Selected text:
Molecular line observations have revealed a striking northeast-southwest (NE–SW) velocity gradient in the G31 core on scales from 10³ –10⁴ au (Beltrán et al. 2004, 2005, BEL18; Araya et al. 2008; GIR09; Cesaroni et al. 2011). The interpretation of this NE–SW velocity gradient has been long controversial. Some authors (Beltrán et al. 2004, 2005, BEL18; GIR09; Cesaroni et al. 2011) propose that the velocity gradient is produced by the rotation of the core. In contrast, Araya et al. (2008) interpret such a gradient as due to a compact bipolar outflow. Our model fit allows us for the first time to discriminate between both scenarios.

The position angle of the magnetic axis, φ, is probably the quantity better constrained by the fitting procedure, because as already mentioned in Sect. 4.1, independent of the mass-to-flux ratio of the model, the symmetry axis of the hourglass B field is oriented SE–NW, with φ approximately − 45°. This orientation is almost perpendicular to the NE–SW velocity gradient and to the main axis of the core dust continuum emission (BEL18). In addition, as shown in Fig. 3, the chi-squared function is maximum at ~ 40°, which suggests that this direction is the most unlikely for the magnetic field. This result points to the fact that the magnetic field is oriented perpendicular to the plane of the core and almost parallel to the rotation axis. This is important because it supports the hypothesis that the velocity gradient is due to rotation and discards the molecular outflow scenario proposed by Araya et al. (2008).

Objective 1: Copy out every line in the entries below that contains the word "insect".

[Entries from a point annotation set]
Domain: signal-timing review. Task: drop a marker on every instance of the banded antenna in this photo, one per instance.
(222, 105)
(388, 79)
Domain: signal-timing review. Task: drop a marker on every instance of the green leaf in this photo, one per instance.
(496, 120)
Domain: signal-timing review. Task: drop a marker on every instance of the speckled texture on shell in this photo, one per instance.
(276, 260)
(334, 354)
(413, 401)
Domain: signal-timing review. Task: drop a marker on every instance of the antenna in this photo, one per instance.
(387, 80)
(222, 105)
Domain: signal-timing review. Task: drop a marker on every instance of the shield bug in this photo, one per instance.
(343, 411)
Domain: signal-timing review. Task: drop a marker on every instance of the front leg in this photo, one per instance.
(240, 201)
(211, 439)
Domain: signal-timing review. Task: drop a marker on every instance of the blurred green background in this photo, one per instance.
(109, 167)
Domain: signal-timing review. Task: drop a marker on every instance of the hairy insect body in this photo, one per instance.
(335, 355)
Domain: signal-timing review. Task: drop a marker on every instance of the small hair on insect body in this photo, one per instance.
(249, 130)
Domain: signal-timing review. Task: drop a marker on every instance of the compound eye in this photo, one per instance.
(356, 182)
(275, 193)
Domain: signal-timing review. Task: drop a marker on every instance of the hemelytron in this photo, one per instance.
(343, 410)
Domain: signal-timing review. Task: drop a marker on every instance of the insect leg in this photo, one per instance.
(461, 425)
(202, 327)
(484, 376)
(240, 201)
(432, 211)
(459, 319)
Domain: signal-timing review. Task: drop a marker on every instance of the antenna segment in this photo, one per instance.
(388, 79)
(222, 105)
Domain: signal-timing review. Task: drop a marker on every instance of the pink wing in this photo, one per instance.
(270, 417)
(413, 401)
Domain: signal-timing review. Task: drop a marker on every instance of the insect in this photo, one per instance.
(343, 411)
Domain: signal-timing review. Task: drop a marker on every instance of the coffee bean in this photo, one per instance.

Objective 2: Rewrite the part of the text on the G31 core that opens with the words containing "Molecular line observations" and closes with "between both scenarios.", putting "velocity shift" in place of "velocity gradient".

Written reply 1:
Domain: signal-timing review. Task: drop a marker on every instance of the hairy insect body in this photo, one per instance.
Domain: signal-timing review. Task: drop a marker on every instance of the small hair on insect body in this photo, one per instance.
Domain: signal-timing review. Task: drop a marker on every instance of the insect leg in this photo, one per instance.
Domain: signal-timing review. Task: drop a marker on every instance of the insect in this photo, one per instance.

Written reply 2:
Molecular line observations have revealed a striking northeast-southwest (NE–SW) velocity shift in the G31 core on scales from 10³ –10⁴ au (Beltrán et al. 2004, 2005, BEL18; Araya et al. 2008; GIR09; Cesaroni et al. 2011). The interpretation of this NE–SW velocity shift has been long controversial. Some authors (Beltrán et al. 2004, 2005, BEL18; GIR09; Cesaroni et al. 2011) propose that the velocity shift is produced by the rotation of the core. In contrast, Araya et al. (2008) interpret such a gradient as due to a compact bipolar outflow. Our model fit allows us for the first time to discriminate between both scenarios.